◆ **Exercise tasks**:
1: List each distinct method name given under "Method Details" in the ParquetIO.Sink reference, naming each one only once.
2: Reproduce everything in the ParquetIO.Sink reference from "public ParquetIO.Sink withRo" down to "ricData model)", with no changes.
3: Answer these questions from the ParquetIO.Sink reference:
(a) What is the default compression codec?
(b) What happens if the row-group size is not set or is zero?
(c) How many times will open be invoked on a given FileIO.Sink instance?

◆ **Extract**:
******
Class ParquetIO.Sink

java.lang.Object
org.apache.beam.sdk.io.parquet.ParquetIO.Sink
All Implemented Interfaces:
Serializable, FileIO.Sink<GenericRecord>
Enclosing class:
ParquetIO

public abstract static class ParquetIO.Sink extends Object implements FileIO.Sink<GenericRecord>
See Also:
  • Constructor Details

    • Sink

      public Sink()
  • Method Details

    • withCompressionCodec

      public ParquetIO.Sink withCompressionCodec(org.apache.parquet.hadoop.metadata.CompressionCodecName compressionCodecName)
      Specifies compression codec. By default, CompressionCodecName.SNAPPY.
    • withConfiguration

      public ParquetIO.Sink withConfiguration(Map<String,String> configuration)
      Specify Hadoop configuration for ParquetWriter.
    • withConfiguration

      public ParquetIO.Sink withConfiguration(org.apache.hadoop.conf.Configuration configuration)
      Specify Hadoop configuration for ParquetWriter.
    • withRowGroupSize

      public ParquetIO.Sink withRowGroupSize(int rowGroupSize)
      Specify row-group size; if not set or zero, a default is used by the underlying writer.
    • withAvroDataModel

      public ParquetIO.Sink withAvroDataModel(GenericData model)
      Define the Avro data model; see AvroParquetWriter.Builder.withDataModel(GenericData).
    • open

      public void open(WritableByteChannel channel) throws IOException
      Description copied from interface: FileIO.Sink
      Initializes writing to the given channel. Will be invoked once on a given FileIO.Sink instance.
******
◆ **Recorded information**:
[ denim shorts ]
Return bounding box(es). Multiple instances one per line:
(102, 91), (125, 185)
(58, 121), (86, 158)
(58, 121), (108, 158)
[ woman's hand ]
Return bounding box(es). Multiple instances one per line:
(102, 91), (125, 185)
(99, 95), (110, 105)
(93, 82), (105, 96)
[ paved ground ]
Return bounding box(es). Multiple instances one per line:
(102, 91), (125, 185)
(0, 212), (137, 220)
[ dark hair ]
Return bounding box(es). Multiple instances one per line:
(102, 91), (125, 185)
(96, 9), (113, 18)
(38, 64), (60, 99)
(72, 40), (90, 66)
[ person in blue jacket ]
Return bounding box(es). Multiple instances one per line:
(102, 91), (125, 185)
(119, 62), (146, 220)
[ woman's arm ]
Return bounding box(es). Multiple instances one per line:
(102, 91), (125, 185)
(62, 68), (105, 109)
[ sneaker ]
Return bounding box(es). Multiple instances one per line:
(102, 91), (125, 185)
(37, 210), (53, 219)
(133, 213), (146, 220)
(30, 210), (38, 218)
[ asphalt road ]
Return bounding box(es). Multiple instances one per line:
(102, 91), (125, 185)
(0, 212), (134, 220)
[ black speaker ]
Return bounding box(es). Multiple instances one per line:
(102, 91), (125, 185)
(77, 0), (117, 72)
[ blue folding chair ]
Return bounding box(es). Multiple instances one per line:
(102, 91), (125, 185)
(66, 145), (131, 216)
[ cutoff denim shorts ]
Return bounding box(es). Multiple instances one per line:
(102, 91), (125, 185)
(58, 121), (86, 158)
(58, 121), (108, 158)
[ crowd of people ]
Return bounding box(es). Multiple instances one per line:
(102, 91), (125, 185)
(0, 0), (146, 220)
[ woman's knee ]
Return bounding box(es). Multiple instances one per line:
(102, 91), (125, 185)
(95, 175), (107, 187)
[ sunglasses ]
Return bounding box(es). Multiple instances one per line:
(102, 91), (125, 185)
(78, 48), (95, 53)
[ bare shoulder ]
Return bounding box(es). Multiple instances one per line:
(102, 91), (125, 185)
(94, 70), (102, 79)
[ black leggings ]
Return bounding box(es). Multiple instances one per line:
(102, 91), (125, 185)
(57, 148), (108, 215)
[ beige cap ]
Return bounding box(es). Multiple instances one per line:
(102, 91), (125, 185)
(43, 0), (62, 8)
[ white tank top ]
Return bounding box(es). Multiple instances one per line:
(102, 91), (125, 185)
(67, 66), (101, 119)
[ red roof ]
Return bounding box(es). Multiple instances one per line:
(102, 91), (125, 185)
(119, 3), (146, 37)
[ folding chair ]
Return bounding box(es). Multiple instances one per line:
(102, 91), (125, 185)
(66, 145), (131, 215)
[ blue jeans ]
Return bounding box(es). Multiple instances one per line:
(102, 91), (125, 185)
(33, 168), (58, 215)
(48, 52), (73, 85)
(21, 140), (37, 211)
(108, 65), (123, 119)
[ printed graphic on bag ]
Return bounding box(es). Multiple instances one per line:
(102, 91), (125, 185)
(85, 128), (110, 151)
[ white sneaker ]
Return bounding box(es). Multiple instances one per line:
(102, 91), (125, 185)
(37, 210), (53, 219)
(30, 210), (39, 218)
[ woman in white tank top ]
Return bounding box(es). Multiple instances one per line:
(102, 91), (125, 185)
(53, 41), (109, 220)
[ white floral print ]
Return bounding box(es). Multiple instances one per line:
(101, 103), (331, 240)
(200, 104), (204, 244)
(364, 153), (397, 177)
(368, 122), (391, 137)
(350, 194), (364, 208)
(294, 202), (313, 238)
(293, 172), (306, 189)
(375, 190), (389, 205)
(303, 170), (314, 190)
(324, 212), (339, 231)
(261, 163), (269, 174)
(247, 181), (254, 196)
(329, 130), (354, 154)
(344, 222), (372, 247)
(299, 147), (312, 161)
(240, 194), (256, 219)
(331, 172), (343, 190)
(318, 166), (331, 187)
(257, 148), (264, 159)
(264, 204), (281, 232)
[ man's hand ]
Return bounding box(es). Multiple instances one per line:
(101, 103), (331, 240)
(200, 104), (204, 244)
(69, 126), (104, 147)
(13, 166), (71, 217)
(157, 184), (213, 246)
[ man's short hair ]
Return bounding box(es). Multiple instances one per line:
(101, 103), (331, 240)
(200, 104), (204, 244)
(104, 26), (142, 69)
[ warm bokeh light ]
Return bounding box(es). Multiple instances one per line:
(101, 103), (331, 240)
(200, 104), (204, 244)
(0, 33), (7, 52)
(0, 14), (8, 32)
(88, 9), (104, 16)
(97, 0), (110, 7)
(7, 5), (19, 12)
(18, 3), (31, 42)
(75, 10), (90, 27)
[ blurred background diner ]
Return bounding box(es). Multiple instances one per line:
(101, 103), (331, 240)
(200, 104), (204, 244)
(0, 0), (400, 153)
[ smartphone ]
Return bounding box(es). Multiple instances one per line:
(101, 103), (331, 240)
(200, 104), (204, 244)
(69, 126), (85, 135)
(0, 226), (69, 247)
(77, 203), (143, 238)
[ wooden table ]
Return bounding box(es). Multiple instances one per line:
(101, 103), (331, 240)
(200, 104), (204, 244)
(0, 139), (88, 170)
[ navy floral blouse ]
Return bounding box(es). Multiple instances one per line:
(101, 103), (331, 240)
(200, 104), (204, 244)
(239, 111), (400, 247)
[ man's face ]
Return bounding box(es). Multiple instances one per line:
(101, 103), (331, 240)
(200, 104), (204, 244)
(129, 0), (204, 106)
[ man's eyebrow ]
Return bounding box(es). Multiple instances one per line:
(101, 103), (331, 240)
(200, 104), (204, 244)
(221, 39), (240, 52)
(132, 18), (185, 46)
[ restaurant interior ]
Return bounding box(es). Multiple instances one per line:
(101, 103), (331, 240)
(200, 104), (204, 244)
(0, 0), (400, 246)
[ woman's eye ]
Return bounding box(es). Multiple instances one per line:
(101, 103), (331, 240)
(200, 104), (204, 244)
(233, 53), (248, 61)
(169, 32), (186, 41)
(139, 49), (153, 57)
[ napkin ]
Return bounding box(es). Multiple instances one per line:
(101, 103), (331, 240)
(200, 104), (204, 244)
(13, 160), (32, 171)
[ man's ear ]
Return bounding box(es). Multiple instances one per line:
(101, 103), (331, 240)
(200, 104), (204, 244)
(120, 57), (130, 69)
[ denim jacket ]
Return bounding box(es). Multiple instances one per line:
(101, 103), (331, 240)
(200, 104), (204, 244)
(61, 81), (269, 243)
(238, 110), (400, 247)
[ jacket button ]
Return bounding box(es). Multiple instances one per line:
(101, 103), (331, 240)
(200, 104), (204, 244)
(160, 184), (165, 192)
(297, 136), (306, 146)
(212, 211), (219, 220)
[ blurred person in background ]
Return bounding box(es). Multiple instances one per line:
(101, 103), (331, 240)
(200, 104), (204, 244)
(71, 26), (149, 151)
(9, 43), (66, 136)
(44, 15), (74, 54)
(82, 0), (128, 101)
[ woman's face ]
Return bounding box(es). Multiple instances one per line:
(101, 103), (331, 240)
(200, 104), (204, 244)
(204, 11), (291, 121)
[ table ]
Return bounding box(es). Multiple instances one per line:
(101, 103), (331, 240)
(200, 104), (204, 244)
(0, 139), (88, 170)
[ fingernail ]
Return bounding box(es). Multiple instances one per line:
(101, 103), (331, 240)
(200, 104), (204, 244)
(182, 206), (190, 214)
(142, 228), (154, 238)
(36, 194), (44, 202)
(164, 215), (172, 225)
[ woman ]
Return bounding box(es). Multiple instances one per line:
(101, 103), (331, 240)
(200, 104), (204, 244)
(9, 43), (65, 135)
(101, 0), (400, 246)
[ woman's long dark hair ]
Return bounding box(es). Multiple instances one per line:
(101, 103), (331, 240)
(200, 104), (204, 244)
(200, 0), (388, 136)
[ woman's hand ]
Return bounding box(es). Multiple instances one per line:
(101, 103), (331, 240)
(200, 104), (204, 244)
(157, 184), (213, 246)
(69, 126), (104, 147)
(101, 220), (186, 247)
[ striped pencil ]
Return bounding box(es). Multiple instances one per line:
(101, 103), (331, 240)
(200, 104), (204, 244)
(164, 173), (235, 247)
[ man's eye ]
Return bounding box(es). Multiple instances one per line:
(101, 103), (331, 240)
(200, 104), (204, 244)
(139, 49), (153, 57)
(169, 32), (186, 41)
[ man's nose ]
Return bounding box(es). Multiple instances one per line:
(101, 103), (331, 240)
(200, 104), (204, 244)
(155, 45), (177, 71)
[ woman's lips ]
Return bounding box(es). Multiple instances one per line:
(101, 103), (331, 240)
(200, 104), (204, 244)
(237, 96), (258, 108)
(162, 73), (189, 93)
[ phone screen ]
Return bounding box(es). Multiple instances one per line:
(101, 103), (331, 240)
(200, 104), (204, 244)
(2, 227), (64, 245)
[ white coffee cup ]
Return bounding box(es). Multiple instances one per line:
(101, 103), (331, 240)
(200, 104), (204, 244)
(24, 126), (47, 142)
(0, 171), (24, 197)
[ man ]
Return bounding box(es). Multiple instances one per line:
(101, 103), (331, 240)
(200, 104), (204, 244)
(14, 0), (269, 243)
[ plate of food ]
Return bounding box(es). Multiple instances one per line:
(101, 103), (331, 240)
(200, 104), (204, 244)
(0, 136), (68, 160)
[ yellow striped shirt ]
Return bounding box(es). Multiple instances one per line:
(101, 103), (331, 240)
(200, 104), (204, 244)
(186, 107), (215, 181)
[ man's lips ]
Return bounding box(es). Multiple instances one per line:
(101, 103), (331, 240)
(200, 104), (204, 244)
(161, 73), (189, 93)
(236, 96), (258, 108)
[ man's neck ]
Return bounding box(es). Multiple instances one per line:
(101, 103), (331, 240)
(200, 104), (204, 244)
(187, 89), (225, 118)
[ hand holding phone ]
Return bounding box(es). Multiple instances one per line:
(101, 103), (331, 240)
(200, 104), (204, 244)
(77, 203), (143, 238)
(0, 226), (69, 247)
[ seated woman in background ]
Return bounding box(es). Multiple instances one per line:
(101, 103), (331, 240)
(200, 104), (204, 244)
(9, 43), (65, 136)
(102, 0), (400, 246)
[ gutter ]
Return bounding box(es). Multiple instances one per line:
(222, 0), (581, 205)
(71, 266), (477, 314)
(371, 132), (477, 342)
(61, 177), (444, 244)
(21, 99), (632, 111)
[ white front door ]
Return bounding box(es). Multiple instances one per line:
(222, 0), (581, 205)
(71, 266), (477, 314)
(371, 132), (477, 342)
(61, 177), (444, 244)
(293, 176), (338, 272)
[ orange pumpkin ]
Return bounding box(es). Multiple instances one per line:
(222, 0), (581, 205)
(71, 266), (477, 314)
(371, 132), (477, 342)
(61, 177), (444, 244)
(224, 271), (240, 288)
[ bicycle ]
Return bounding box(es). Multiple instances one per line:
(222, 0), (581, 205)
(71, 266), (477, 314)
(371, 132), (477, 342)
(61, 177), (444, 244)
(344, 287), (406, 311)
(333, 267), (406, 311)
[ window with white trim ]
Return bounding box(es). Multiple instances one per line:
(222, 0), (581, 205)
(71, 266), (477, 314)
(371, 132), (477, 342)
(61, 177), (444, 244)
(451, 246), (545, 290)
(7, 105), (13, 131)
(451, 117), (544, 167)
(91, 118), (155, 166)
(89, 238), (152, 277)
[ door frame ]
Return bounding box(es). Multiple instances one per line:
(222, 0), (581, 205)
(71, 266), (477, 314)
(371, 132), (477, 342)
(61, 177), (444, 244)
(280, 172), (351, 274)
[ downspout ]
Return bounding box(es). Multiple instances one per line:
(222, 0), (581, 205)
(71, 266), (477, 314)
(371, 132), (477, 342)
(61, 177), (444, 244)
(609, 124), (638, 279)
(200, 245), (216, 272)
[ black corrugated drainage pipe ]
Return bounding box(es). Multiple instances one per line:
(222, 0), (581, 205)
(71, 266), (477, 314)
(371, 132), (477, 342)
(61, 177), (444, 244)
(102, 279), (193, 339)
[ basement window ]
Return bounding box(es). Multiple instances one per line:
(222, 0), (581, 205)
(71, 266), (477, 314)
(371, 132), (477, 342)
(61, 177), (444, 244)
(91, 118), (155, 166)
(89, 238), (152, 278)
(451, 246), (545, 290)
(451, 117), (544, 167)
******
◆ **The results**:
1:
withCompressionCodec
withConfiguration
withRowGroupSize
withAvroDataModel
open

2:
public ParquetIO.Sink withRowGroupSize(int rowGroupSize)
      Specify row-group size; if not set or zero, a default is used by the underlying writer.
    • withAvroDataModel

      public ParquetIO.Sink withAvroDataModel(GenericData model)

3:
(a) CompressionCodecName.SNAPPY.
(b) The underlying writer uses a default.
(c) Once.